Opéra de Versailles : Orfeo, c’est moi !
Après avoir enregistré « sa » vison de l’Orfeo de Monteverdi [1], Emiliano Gonzalez Toro est en tournée avec son ensemble Il Gemelli. Cette semaine de janvier, après Lyon et Genève (et plus en amont, Tours et ses fameux Concerts d’automne), ils étaient de passage à l’opéra de Versailles et nous offraient une soirée d’une très grande intensité dramatique. Le spectacle est rodé, millimétré – et pourtant réinventé.
La réussite de cette soirée tient en partie au choix de faire s’enchaîner le prologue et les cinq actes. Pas d’entracte superflu, pas de temps mort : seulement le drame, qui nous tint en haleine, tous les chanteurs étant investis dans la moindre note.

> Extrait de données
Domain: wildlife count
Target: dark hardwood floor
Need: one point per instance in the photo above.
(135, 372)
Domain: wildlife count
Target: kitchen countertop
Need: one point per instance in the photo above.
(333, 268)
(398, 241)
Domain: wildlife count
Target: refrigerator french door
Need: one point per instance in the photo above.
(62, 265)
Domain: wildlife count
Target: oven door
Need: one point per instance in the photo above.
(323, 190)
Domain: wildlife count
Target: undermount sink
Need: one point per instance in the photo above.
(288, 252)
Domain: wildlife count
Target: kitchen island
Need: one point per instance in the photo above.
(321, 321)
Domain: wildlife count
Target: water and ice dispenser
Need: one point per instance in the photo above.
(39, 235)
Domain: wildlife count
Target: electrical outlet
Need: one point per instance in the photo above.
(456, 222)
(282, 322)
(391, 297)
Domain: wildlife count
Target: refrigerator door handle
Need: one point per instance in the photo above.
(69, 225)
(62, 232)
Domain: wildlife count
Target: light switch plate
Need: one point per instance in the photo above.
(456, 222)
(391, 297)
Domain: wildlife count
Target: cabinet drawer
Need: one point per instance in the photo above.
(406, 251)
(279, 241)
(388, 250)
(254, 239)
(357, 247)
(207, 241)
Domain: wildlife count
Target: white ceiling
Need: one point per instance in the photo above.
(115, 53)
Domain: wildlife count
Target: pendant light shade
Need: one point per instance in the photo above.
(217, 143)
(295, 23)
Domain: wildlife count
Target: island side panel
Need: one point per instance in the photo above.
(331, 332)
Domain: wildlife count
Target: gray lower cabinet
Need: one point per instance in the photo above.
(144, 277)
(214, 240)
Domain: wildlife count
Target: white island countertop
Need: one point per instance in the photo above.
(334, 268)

> Exercice court A
Dans le texte sur l'Orfeo à l'opéra de Versailles, avec quel ensemble Emiliano Gonzalez Toro est-il en tournée ?
> Exercice court B
Rédigez la suite du texte sur l'Orfeo à l'opéra de Versailles, à partir de sa dernière phrase.
La liste provient d'une autre source que le texte.

> Réponse à l'exercice A
Il est en tournée avec son ensemble Il Gemelli.

> Réponse à l'exercice B
Dès l’ouverture en blason sonore, le ton était donné : un orchestre charnu, coloré, impliqué avec des cuivres particulièrement sombres, nous amenant déjà aux portes des enfers. Les sacqueboutes tonnaient, les instruments resplendissaient, la fête musicale commençait sous de beaux auspices. Et l’annonce inaugurale de la Musique venue introduire la tragédie nous entrainait d’emblée vers des contrées bienheureuses par le truchement de la voix souple, fraiche d’Alicia Amo – qui ensuite chantait Eurydice de façon aussi joyeuse que bouleversante. Son incarnation du personnage de la Musique jouait sur le plus précieux ressort : le silence, qui entretient le suspens musical et rend ensuite la luxuriance de l’orchestre encore plus magique lors des reprises de la célèbre ritournelle.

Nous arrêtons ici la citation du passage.